**Work order**
Collect every line in the listing that contains the string "block". Treat uppercase and lowercase letters as different.

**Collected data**
== Segment start ==

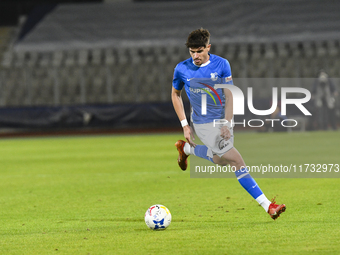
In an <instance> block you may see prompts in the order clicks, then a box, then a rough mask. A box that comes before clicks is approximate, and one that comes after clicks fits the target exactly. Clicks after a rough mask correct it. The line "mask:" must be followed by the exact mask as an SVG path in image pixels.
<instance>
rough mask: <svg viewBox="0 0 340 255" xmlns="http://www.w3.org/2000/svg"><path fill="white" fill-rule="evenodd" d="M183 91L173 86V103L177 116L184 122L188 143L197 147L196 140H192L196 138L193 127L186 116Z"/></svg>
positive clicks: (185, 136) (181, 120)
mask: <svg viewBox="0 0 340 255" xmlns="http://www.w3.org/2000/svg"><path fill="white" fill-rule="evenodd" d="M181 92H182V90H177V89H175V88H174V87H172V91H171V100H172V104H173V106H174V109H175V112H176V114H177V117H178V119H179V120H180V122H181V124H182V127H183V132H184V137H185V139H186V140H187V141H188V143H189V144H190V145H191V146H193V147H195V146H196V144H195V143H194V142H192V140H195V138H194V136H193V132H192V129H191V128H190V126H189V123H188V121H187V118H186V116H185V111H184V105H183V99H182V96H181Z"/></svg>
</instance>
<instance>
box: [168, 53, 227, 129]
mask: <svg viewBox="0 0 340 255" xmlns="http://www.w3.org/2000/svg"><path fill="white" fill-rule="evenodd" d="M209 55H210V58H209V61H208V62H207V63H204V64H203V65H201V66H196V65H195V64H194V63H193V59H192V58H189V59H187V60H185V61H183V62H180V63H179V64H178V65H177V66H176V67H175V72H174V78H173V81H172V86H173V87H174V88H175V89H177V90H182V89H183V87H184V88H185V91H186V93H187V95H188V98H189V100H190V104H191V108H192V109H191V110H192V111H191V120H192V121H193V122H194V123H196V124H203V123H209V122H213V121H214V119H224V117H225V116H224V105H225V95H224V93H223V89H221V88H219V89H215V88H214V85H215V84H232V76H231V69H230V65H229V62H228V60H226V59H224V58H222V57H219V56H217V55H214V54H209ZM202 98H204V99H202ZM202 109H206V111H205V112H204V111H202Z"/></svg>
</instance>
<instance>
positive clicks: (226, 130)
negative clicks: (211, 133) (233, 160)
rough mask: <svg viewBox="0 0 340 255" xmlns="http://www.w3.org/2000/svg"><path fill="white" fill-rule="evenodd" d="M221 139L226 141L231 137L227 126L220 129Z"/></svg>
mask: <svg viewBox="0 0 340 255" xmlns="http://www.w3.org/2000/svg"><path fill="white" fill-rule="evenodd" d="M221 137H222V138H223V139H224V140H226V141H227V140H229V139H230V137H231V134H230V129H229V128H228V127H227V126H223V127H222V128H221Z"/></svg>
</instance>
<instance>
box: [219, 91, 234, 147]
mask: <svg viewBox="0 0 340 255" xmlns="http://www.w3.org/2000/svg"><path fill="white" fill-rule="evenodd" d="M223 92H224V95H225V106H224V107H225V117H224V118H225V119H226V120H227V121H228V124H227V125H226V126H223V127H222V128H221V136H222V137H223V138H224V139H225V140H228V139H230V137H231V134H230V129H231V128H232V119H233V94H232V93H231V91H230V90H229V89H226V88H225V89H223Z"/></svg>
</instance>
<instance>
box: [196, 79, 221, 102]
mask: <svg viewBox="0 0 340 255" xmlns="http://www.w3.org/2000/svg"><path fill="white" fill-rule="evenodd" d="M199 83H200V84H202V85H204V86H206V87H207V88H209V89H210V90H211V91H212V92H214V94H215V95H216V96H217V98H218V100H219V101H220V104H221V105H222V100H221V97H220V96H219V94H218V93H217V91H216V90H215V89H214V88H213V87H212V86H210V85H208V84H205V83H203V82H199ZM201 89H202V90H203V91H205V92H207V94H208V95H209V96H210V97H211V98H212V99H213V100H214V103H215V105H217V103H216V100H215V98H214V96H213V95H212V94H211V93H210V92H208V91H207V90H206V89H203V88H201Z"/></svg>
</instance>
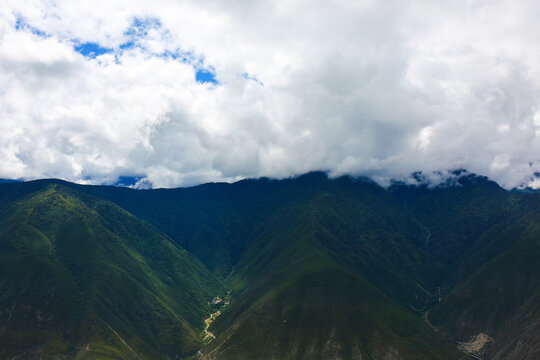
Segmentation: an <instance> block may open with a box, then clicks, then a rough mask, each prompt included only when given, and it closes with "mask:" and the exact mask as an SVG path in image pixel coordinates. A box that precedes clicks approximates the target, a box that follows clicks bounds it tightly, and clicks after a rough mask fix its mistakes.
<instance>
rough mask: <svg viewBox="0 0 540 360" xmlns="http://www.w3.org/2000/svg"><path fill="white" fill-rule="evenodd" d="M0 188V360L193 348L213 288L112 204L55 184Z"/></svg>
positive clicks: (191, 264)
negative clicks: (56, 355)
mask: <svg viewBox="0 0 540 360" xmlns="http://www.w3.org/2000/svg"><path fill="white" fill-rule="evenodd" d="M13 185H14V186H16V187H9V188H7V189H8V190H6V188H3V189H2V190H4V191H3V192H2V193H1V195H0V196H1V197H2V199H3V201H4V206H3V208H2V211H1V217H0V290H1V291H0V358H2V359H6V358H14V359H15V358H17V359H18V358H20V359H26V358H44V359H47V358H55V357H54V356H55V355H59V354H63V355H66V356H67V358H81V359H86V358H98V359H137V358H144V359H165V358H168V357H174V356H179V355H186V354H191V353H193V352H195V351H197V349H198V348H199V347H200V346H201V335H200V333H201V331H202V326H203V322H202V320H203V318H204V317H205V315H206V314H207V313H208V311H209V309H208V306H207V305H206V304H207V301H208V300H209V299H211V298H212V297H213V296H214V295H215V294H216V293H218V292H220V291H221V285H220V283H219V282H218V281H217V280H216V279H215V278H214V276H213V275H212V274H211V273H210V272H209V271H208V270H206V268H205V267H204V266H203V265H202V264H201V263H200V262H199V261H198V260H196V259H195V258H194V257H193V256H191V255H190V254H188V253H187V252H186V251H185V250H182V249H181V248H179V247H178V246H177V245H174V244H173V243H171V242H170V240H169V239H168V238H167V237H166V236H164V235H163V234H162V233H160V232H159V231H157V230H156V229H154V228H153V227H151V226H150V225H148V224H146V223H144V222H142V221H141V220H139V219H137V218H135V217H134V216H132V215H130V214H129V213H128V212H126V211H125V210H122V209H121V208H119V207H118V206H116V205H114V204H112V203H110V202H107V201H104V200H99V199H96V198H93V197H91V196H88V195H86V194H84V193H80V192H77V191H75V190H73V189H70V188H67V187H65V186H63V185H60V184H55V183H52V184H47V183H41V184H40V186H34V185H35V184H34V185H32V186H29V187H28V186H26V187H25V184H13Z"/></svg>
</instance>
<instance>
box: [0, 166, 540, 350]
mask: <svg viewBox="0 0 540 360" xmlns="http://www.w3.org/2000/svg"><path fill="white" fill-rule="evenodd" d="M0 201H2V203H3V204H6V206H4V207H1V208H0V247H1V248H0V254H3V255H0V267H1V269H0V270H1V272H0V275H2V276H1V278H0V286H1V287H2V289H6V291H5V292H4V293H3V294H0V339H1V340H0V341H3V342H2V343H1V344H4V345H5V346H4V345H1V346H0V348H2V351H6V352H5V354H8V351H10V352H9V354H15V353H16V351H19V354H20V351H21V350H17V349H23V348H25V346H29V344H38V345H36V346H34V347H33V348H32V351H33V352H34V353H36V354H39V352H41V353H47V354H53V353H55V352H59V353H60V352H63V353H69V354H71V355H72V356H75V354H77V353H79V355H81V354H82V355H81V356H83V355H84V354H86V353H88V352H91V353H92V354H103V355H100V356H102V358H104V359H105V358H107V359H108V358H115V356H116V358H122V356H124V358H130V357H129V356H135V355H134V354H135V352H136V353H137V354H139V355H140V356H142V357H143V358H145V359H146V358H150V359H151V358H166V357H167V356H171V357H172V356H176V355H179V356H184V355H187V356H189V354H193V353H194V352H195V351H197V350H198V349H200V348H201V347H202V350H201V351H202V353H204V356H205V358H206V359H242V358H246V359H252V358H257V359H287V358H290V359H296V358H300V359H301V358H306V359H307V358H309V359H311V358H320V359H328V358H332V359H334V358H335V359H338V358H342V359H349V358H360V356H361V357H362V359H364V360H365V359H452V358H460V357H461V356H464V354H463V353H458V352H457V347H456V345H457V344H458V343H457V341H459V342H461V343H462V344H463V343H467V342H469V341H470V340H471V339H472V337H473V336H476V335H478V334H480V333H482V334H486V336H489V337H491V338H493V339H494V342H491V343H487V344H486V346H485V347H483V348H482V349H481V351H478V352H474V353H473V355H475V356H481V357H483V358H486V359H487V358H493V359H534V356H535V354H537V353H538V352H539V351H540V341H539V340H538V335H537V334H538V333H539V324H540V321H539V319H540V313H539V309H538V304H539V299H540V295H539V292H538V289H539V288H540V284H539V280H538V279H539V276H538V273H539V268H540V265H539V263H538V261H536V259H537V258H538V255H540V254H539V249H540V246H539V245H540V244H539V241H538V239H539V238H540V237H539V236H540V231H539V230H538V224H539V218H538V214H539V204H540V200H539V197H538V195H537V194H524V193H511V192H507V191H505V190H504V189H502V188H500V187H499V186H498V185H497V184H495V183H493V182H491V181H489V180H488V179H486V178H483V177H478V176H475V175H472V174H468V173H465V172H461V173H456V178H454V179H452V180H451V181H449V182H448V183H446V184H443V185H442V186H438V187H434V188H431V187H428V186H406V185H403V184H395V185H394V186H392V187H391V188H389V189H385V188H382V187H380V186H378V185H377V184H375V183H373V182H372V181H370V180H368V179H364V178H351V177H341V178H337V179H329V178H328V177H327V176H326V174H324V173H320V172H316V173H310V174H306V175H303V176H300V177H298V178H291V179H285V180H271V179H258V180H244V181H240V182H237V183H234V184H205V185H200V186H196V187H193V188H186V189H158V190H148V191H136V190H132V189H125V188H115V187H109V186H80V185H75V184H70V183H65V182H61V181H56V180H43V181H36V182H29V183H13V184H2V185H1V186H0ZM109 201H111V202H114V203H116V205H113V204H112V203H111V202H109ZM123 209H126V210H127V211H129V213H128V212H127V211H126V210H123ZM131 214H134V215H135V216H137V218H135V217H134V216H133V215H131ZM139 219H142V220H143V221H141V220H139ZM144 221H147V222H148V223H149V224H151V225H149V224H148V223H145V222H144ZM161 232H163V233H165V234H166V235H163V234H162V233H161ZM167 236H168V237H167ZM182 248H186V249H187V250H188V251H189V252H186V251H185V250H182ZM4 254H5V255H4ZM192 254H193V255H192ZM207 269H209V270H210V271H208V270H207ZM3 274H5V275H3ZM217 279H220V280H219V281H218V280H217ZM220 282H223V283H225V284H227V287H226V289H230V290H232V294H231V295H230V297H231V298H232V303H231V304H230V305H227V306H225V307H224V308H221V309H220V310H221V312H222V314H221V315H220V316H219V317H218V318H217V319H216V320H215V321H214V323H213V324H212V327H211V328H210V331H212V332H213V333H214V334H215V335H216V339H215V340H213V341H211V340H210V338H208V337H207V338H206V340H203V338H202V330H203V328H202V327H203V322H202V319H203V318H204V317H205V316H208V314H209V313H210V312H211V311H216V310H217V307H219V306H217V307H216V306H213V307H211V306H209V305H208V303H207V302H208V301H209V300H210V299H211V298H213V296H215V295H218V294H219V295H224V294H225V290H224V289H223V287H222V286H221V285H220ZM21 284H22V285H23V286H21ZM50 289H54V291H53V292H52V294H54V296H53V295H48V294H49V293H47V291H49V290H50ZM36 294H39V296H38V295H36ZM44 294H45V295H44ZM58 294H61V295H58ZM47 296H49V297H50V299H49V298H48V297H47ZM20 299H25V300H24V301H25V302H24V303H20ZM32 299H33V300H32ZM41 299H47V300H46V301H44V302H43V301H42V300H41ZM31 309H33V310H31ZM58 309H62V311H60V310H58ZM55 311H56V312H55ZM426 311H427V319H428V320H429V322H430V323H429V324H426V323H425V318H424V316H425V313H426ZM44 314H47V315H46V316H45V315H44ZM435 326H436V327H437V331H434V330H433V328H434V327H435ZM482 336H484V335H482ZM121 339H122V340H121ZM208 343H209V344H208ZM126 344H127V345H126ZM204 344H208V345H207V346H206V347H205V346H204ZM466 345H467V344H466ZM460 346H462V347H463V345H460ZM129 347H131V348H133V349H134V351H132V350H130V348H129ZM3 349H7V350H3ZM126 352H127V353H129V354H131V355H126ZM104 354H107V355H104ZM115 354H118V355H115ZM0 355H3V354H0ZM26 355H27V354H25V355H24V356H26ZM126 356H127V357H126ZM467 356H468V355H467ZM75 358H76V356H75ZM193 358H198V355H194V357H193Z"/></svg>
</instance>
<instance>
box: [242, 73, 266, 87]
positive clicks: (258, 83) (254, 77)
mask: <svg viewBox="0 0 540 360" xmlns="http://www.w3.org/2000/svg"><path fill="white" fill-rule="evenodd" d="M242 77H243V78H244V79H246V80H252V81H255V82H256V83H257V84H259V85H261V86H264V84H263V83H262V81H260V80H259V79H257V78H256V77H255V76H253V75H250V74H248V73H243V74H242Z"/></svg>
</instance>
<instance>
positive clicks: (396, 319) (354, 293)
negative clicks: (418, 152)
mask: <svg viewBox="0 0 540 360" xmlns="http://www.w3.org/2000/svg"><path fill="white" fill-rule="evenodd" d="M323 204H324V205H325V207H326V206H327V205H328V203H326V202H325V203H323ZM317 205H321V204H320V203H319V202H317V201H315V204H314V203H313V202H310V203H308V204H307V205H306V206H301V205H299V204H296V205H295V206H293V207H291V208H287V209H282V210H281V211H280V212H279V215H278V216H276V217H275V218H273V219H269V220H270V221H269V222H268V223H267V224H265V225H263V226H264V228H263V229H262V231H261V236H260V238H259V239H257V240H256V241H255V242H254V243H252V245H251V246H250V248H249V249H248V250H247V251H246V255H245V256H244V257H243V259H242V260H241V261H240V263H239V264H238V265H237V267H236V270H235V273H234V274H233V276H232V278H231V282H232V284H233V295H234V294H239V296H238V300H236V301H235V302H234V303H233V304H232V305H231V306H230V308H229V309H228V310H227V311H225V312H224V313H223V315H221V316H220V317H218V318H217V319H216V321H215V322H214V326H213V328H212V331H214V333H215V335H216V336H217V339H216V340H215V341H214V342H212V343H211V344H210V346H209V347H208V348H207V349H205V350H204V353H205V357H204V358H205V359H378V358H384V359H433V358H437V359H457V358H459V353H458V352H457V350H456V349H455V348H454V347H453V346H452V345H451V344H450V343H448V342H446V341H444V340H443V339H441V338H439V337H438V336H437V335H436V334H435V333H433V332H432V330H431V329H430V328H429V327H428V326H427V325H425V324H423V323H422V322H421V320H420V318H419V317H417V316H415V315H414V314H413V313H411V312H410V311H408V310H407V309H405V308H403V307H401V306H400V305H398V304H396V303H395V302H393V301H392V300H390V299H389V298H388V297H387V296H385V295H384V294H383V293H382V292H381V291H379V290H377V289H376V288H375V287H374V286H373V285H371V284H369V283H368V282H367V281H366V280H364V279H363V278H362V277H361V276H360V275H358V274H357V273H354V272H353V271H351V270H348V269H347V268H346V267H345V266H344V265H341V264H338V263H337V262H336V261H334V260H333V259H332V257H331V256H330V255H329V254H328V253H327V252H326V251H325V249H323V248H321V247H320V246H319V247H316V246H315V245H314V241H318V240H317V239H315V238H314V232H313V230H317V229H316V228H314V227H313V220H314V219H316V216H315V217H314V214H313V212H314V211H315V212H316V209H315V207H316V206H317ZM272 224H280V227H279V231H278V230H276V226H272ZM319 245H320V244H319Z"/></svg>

== Segment end ==

**Task solution**
In an <instance> block you may see prompts in the order clicks, then a box, then a rough mask. A box that comes before clicks is approximate, and one that comes after clicks fits the target exactly. Clicks after a rough mask correct it. The line "mask:" must be followed by the exact mask as an SVG path in image pixels.
Segmentation: an <instance> block may open with a box, then clicks, then a rough mask, each prompt included only when given, and it closes with "mask:" and the exact mask as an SVG path in image pixel coordinates. A box that precedes clicks approximates the target, a box that follows clicks bounds it tightly, and clicks after a rough mask fix its mistakes.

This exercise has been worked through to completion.